■ Given task ■
Retype all of the data exactly as given.

....

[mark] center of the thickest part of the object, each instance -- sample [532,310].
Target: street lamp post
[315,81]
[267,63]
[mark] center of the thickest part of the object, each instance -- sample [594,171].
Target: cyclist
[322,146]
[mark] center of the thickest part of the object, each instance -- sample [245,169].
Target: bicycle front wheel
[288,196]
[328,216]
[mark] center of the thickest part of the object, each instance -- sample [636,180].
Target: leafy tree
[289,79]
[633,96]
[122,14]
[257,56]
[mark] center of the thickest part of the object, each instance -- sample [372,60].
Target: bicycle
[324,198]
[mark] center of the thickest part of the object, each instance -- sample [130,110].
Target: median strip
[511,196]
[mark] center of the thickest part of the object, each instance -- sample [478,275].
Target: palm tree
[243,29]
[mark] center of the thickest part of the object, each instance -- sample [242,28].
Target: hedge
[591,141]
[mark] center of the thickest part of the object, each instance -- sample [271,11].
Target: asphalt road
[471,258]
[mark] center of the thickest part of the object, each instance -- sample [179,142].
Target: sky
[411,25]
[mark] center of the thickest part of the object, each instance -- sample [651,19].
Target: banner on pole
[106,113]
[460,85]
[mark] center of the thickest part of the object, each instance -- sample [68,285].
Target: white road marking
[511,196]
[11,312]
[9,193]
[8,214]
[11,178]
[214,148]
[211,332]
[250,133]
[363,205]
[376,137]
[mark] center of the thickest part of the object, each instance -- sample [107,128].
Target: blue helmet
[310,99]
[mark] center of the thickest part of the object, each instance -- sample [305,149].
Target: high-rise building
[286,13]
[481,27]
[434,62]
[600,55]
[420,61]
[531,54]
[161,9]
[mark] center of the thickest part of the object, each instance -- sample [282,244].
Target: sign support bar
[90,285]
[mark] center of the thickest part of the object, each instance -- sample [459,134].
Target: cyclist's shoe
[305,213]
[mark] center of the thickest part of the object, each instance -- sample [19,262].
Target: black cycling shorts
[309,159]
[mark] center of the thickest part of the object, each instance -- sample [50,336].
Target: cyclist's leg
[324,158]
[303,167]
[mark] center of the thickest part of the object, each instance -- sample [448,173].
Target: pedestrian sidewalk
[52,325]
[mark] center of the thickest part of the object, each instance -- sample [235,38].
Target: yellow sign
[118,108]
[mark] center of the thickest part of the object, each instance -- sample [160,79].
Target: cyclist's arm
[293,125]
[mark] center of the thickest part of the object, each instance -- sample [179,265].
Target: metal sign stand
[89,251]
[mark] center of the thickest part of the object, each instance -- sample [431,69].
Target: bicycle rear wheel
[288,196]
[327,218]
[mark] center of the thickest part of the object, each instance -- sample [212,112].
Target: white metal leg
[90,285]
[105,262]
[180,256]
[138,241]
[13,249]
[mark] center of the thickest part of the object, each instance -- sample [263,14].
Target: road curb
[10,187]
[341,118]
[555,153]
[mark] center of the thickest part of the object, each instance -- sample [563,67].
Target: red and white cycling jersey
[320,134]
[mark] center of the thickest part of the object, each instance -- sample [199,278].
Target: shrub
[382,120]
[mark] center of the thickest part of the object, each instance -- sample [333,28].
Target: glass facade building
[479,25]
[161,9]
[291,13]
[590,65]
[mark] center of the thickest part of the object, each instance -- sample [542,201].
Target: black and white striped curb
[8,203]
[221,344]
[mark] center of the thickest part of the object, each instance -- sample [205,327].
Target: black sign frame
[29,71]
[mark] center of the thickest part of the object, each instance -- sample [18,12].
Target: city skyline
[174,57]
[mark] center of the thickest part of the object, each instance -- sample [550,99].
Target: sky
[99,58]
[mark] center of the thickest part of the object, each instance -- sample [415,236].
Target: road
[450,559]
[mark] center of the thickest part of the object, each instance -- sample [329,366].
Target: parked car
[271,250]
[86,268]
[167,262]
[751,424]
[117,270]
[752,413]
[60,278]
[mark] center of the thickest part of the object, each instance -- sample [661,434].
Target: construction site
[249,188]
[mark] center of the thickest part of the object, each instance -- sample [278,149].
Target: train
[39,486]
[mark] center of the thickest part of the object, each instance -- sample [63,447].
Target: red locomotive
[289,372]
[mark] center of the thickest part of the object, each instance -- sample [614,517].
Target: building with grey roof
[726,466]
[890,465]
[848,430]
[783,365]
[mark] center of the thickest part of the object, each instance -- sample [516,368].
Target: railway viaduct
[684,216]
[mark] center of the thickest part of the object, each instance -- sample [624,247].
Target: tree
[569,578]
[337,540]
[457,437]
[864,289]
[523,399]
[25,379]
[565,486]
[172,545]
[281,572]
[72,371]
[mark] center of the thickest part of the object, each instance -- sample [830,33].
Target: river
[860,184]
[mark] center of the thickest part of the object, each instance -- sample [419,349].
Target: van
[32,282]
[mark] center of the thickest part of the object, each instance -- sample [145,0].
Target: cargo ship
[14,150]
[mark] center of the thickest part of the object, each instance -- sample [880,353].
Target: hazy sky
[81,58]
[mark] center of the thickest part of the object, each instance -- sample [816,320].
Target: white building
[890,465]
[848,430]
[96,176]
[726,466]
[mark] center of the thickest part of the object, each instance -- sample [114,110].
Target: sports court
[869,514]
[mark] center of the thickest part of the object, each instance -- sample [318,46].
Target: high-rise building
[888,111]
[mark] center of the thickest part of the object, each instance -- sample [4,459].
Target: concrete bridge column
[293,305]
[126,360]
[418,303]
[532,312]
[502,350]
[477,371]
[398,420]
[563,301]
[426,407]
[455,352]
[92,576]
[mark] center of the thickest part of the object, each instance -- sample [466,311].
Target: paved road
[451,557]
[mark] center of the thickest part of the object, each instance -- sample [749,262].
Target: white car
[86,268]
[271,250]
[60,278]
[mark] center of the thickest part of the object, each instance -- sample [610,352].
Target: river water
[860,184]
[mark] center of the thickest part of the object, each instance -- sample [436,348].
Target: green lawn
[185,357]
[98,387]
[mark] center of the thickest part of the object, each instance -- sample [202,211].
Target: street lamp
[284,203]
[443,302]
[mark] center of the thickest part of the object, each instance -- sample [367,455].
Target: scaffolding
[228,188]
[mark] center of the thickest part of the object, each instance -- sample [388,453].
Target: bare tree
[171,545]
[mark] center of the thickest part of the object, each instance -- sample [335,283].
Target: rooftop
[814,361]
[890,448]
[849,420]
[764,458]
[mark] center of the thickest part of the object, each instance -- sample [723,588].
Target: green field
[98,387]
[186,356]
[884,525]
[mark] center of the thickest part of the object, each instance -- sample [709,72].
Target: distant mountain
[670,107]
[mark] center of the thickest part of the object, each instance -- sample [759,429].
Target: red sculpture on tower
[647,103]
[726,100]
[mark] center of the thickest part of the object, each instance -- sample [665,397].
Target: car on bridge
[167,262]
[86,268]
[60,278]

....

■ Task response ■
[mark] center of the thickest part of the object, each instance -- sample [532,310].
Target: street lamp post
[315,81]
[267,63]
[mark] center of the thickest part of the object, each instance -- sample [594,171].
Target: cyclist
[322,146]
[mark] center of the thickest part of the object, each instance -- sample [245,169].
Target: bicycle front wheel
[288,196]
[328,216]
[mark] center of the thickest part of the object, each instance -- sample [636,180].
Target: leafy tree
[289,79]
[633,96]
[122,14]
[257,56]
[mark] center of the thickest part of the object, each instance -- sample [372,60].
Target: bicycle
[324,198]
[mark] center of the thickest part of the object, each instance -- sample [130,110].
Target: median strip
[511,196]
[mark] center of the thickest part of the object, each instance -- sample [478,275].
Target: palm tree
[243,29]
[mark] center of the thickest part of the object, each instance -- sample [242,28].
Target: hedge
[591,141]
[mark] center of the thickest part of the object, each instance -- sample [271,11].
Target: asphalt road
[471,258]
[mark] center of the thickest part of the object, each instance -- sample [179,142].
Target: sky
[411,25]
[mark] center of the thickest part of the object, each instance -- sample [651,19].
Target: banner on pole
[106,113]
[460,85]
[mark] center of the thickest part of the object, each instance -- sample [68,285].
Target: white road marking
[511,196]
[11,312]
[9,193]
[8,214]
[11,178]
[214,148]
[211,332]
[250,133]
[363,205]
[376,137]
[mark] center of the thickest part of the object, each instance -- sample [107,128].
Target: blue helmet
[310,99]
[mark] center of the thickest part of the object, each instance -- sample [305,149].
Target: high-rise building
[286,13]
[481,27]
[434,62]
[600,55]
[420,61]
[531,54]
[161,9]
[mark] center of the thickest part of the object, each instance -- sample [282,244].
Target: sign support bar
[90,285]
[mark] center of the thickest part of the object, each instance -- sample [459,134].
Target: cyclist's shoe
[305,213]
[mark] center of the thickest part of the object, each instance -- sample [19,262].
Target: black cycling shorts
[309,159]
[mark] center of the thickest part of the object, each instance -- sample [50,336].
Target: cyclist's leg
[324,158]
[303,167]
[mark] center of the thickest part of the object, each instance -- sample [448,173].
Target: pedestrian sidewalk
[52,325]
[mark] center of the thickest part of the object, each instance -- sample [235,38].
Target: yellow sign
[118,108]
[mark] center of the thickest part of the object, each instance -- sample [160,79].
Target: cyclist's arm
[293,125]
[mark] center of the thickest part of the object, each instance -- sample [179,265].
Target: metal sign stand
[89,251]
[mark] center of the thickest part of the object, each instance -- sample [431,69].
Target: bicycle rear wheel
[288,196]
[327,218]
[mark] center of the thickest part of the object, each instance -- sample [212,112].
Target: white metal leg
[90,285]
[105,262]
[180,256]
[138,241]
[13,249]
[mark] center of the thickest part of the object, each instance -- sample [263,14].
Target: road curb
[10,187]
[341,118]
[555,153]
[mark] center of the thickest part of the object, each instance -- sample [563,67].
Target: red and white cycling jersey
[320,134]
[mark] center of the thickest part of the object, each instance -- sample [199,278].
Target: shrub
[382,120]
[mark] center of the thickest part of the object, each instance -- sample [333,28].
Target: glass facade building
[479,25]
[161,9]
[291,13]
[590,65]
[mark] center of the thickest part of the object, each instance -- sample [542,201].
Target: black and white striped curb
[8,203]
[221,344]
[mark] center of the thickest part of the object, each instance -- sample [205,327].
Target: black sign frame
[29,71]
[mark] center of the thickest part of the object, each instance -- sample [18,12].
Target: city skyline
[174,57]
[mark] center of the thickest part of the object, each instance -- sample [550,99].
Target: sky
[99,58]
[mark] center of the thickest part of the object, each instance -- sample [415,236].
Target: road
[450,559]
[mark] center of the thickest part of the object, each instance -- sample [329,366].
Target: parked car
[271,250]
[86,268]
[167,262]
[751,424]
[117,270]
[752,413]
[60,278]
[mark] center of the thickest part of the object, each instance -- sample [661,434].
Target: construction site
[249,188]
[mark] center of the thickest part of the object, each instance -- sample [278,149].
Target: train
[39,486]
[mark] center of the thickest part of the object, each instance -- sample [63,447].
Target: red locomotive
[289,372]
[mark] center of the thickest part of the object, each instance -- sample [614,517].
Target: building with grey roof
[726,466]
[890,465]
[848,430]
[783,365]
[mark] center of the thickest part of the object, each instance -- sample [516,368].
Target: railway viaduct
[684,216]
[mark] center of the thickest part of the object, each instance -- sample [624,247].
Target: tree
[569,578]
[337,540]
[457,437]
[864,289]
[523,399]
[25,379]
[565,486]
[172,545]
[281,572]
[72,371]
[mark] center of the thickest part of the object, each instance -- sample [830,33].
Target: river
[860,184]
[mark] center of the thickest part of the object, each instance -- sample [419,349].
Target: van
[32,282]
[mark] center of the thickest part of the object, each instance -- sample [145,0].
Target: cargo ship
[14,150]
[mark] center of the thickest part of the object, each instance -- sample [880,353].
Target: hazy sky
[81,58]
[mark] center of the thickest part of the object, each instance -- sample [816,320].
Target: white building
[890,465]
[848,430]
[96,176]
[726,466]
[mark] center of the thickest part of the object, each instance -- sample [114,110].
Target: sports court
[869,514]
[mark] center of the thickest part of the object, each instance -- sample [318,46].
Target: high-rise building
[888,111]
[mark] center of the thickest part of the object, each instance -- sample [4,459].
Target: concrete bridge column
[293,305]
[126,360]
[418,303]
[532,312]
[502,350]
[477,371]
[398,420]
[563,301]
[426,407]
[455,352]
[92,576]
[mark] center of the thickest part of the object, each instance -- sample [466,311].
Target: paved road
[451,557]
[mark] center of the thickest part of the object, each instance -- sample [749,262].
Target: white car
[86,268]
[271,250]
[60,278]
[mark] center of the thickest part of the object, each instance -- sample [610,352].
Target: river water
[860,184]
[mark] center of the thickest part of the object, each instance -- sample [436,348].
Target: green lawn
[185,357]
[98,387]
[mark] center of the thickest part of the object, each instance -- sample [202,211].
Target: street lamp
[284,203]
[443,302]
[mark] center of the thickest part of the object, each instance -- sample [367,455].
Target: scaffolding
[228,188]
[mark] center of the thickest part of the object, each instance -- sample [388,453].
Target: bare tree
[171,545]
[mark] center of the thickest part of the object, each instance -- sample [335,283].
Target: rooftop
[814,361]
[890,448]
[849,420]
[764,458]
[mark] center of the thickest part of the object, each instance -- sample [723,588].
Target: green field
[98,387]
[186,356]
[884,525]
[mark] center of the thickest part of the object, each instance -- sample [709,72].
Target: distant mountain
[670,107]
[mark] center of the thickest part of the object, each instance -- sample [759,429].
Target: red sculpture on tower
[647,103]
[726,100]
[mark] center of the thickest part of the object, each instance -- sample [665,397].
Target: car on bridge
[167,262]
[86,268]
[60,278]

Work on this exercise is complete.